| Request |
Reproduce the material word for word, beginning with the line that contains "Do you see the palm tree anywhere" and continuing through the end of the material.

****

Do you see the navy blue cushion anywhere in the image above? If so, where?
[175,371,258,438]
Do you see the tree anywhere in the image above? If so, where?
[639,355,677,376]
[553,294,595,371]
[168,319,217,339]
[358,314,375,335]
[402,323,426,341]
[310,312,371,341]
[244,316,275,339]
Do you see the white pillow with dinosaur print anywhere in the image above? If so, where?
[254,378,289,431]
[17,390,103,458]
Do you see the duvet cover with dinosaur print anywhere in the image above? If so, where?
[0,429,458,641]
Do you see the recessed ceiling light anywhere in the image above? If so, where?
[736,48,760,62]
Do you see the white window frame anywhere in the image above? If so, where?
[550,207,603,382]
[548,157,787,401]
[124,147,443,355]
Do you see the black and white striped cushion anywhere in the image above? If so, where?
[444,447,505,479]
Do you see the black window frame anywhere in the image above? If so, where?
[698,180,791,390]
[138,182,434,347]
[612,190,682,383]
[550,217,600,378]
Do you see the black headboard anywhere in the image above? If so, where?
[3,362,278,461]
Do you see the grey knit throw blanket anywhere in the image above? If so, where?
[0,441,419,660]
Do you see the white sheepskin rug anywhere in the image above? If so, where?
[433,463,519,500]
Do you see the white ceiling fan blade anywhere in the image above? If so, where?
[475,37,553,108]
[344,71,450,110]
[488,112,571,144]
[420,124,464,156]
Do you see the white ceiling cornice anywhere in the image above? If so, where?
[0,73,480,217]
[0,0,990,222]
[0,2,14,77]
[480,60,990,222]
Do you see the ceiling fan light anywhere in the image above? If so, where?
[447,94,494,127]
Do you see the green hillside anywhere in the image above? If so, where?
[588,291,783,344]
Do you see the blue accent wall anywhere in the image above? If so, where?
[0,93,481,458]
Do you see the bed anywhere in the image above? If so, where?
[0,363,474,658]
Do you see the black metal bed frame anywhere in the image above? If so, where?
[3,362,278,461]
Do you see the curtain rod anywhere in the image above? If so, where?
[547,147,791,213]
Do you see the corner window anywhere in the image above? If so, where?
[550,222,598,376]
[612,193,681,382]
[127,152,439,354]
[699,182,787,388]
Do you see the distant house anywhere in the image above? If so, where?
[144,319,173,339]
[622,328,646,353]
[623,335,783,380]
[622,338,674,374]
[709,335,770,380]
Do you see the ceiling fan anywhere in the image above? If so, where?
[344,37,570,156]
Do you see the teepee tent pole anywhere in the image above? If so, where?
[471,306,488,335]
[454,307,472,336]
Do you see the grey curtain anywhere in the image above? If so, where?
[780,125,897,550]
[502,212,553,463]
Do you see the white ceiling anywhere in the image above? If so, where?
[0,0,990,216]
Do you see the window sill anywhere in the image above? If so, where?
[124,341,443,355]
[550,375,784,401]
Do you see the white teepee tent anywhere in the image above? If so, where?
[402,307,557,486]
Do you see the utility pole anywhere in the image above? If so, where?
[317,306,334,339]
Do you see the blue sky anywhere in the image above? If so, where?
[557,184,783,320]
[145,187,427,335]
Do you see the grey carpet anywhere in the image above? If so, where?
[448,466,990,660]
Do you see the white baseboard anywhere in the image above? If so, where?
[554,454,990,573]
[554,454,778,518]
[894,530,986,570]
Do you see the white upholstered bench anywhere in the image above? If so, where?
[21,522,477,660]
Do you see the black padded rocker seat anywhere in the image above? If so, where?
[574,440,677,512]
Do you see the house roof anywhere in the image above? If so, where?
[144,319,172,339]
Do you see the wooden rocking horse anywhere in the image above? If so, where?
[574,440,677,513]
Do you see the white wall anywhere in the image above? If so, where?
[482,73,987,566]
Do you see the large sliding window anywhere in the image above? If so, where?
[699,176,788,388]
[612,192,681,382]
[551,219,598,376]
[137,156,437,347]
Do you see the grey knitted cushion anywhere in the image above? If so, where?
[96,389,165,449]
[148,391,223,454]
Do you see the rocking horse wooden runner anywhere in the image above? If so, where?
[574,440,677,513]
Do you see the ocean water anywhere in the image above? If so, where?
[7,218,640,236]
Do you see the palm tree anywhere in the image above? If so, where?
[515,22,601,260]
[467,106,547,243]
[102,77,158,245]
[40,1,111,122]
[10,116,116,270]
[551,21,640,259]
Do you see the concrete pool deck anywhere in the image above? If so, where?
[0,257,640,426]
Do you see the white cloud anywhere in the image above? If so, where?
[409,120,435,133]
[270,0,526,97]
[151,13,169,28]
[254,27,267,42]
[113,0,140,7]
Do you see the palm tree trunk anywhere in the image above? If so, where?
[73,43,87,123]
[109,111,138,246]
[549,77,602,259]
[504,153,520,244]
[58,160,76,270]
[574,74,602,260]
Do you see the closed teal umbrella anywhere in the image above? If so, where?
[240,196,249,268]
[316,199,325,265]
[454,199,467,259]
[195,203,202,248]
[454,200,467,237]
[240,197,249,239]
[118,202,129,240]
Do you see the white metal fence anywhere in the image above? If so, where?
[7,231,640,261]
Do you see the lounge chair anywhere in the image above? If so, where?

****

| Exercise response |
Do you see the palm tree anywhere in the image above? If so, where?
[515,22,601,260]
[467,106,547,243]
[102,77,158,245]
[40,1,111,122]
[10,116,116,270]
[551,21,640,259]
Do you see the concrete pool deck anywhere in the image above? If so, where?
[0,257,640,426]
Do you see the white cloud anywhere in the image above? If so, where?
[409,120,435,133]
[270,0,526,97]
[151,13,169,28]
[254,27,267,42]
[113,0,140,7]
Do you see the palm tree trunk anywhere in the image above? If so, where?
[73,43,87,123]
[109,111,138,246]
[549,77,602,259]
[504,153,520,244]
[58,160,76,270]
[574,74,602,260]
Do you see the closed teal umbrella anywhere in the image above? If so, where?
[240,196,249,268]
[316,199,325,265]
[454,199,467,259]
[195,203,202,248]
[454,200,467,237]
[240,197,249,239]
[118,202,129,240]
Do you see the white metal fence anywhere in the image above? If so, where?
[7,231,640,261]
Do you see the lounge chair anywhere in the image above? If so, where?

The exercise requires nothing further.